▸ **Given passage**:
......
Everyone, El Akkad writes, should be horrified by the slaughter of children, wherever it happens. While Israel has by no means set a precedent for the mass murder of children, what they have done — and will likely get away with — should serve as a brutal warning to us of how allegedly democratic states, backed by super powers, act once they have successfully dehumanised a group of people. ‘There’s no such thing as someone else’s children,’ El Akkad writes. While it may be other people’s children today, whose children will be sacrificed next?
While protests began picking up as Israel escalated its bombing campaign, El Akkad highlights the tendency for people to get upset over slogans and argue about how words like ‘genocide’, ‘apartheid’ or ‘occupation’ make them feel. Slogans, not bombs, make people feel uncomfortable in America. Sophistry and syllogisms paint all anti-war protesters as antisemitic terrorist sympathisers virulently opposed to Israel’s right to exist. These are hackneyed but maddeningly effective strategies, deployed to silence or punish those who break rank. El Akkad applauds the pro-Palestinian writers and organisations who have spoken up and saw their names removed from panels or websites.
......
▸ **Required tasks**:
1. In one to three sentences, explain why the passage about El Akkad's argument says Israel's killing of children should serve as a warning.
2. Write a continuation of the passage about El Akkad's argument, picking up right after its final sentence.
The lines that come next have no connection to the passage about El Akkad's argument.

▸ **Records**:
......
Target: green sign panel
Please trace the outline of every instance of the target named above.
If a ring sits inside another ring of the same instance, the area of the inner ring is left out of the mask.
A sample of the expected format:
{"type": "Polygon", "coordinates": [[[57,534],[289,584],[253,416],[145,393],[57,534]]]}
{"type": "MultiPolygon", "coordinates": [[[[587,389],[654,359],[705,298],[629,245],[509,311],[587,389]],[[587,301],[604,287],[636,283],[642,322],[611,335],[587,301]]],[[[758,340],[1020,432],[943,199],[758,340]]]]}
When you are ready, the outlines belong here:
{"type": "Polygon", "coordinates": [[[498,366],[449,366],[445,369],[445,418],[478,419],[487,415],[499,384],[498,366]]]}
......
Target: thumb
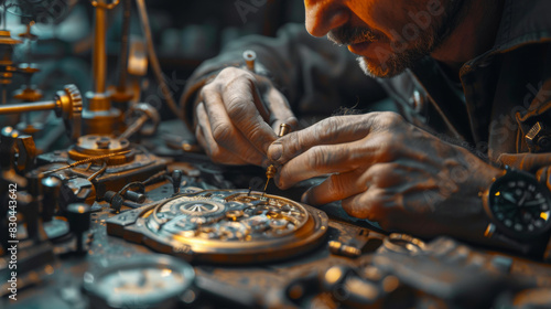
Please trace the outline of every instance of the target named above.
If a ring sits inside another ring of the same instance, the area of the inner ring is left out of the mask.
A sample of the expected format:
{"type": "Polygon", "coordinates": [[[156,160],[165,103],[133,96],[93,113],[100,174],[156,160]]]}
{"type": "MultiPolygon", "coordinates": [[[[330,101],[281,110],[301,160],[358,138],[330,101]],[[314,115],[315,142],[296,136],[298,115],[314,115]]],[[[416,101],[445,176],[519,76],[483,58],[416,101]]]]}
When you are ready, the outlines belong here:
......
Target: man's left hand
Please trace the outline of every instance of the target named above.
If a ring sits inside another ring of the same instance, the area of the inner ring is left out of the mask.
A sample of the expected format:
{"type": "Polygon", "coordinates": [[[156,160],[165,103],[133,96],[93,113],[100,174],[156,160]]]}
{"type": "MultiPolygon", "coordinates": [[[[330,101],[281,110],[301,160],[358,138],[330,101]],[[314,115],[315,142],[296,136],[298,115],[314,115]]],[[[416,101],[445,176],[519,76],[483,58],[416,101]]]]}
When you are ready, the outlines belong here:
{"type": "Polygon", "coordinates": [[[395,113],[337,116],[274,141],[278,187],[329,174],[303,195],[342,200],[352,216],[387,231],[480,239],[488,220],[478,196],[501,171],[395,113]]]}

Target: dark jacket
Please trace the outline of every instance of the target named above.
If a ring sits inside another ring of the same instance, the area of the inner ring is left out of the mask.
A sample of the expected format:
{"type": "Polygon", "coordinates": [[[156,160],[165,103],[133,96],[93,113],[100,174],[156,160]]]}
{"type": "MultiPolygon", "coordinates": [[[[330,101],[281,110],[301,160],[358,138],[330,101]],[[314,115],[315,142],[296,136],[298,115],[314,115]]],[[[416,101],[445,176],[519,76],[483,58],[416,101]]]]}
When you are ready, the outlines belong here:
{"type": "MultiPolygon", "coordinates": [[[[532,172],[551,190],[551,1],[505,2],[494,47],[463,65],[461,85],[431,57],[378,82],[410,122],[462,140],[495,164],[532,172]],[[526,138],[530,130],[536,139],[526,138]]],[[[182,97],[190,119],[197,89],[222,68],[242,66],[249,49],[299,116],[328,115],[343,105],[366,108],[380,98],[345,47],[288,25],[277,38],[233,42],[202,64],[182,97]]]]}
......
▸ **Results**:
1. It shows how allegedly democratic states backed by superpowers act once they have successfully dehumanized a group of people. As El Akkad puts it, there is no such thing as someone else's children: if it is other people's children today, anyone's children could be sacrificed next.

2.
El Akkad is scathing towards Biden and the Democrats, whose unconditional support of Israel ran contrary to their palaver about wanting peace. After months of arguing that Republicans would only inflame tensions in the Middle East further, Democrats managed to distill their pitch to voters down to a precarious promise that they’d be ‘less monstrous than the monsters.’ He (rightly) predicted that many progressive voters would feel that they could not reward the Democrats for their complete lack of political will in reining Israel in, or for their failure to grasp that ‘for an even remotely functioning conscience, there exists a point beyond which relative harm can no longer offset absolute evil.’
El Akkad remains optimistic about the potential for collective actions such as the BDS (boycotts, divestment, and sanctions) movement and the awareness it generates. ‘One builds the muscle by walking away from the most minor things,’ he reminds us. ‘[T]rivial consumables, the cultural work of monsters, the myriad material fruits grown on stolen ground—and realized in the doing of these things that there is a wide spectrum of resistance.’
Resistance demands practice. By sacrificing something minor, one realises how straightforward it can be to sacrifice some of the other things that fall below one’s ‘moral threshold.’ Plus, it works. As of 2025, the majority of US states have enacted anti-BDS laws which punish organisations for boycotting Israeli goods or services — a clear indication that they fear the economic implications of people collectively exercising their right to ethical consumption.
One Day, Everyone Will Have Always Been Against This is an exceptionally powerful book whose central message is likely to become enduringly relevant as more and more people begin questioning their understanding of ‘the West, the rules-based order, the shell of modern liberalism and the capitalistic thing it serves.’ I hope that as people read it they feel energised and radicalised by the clarity of its politics. I am certain, when enough time has passed and it no longer becomes socially acceptable to advocate for the slaughter of tens of thousands of people, that the truth contained in the title of El Akkad’s book will bear itself out for everyone to see.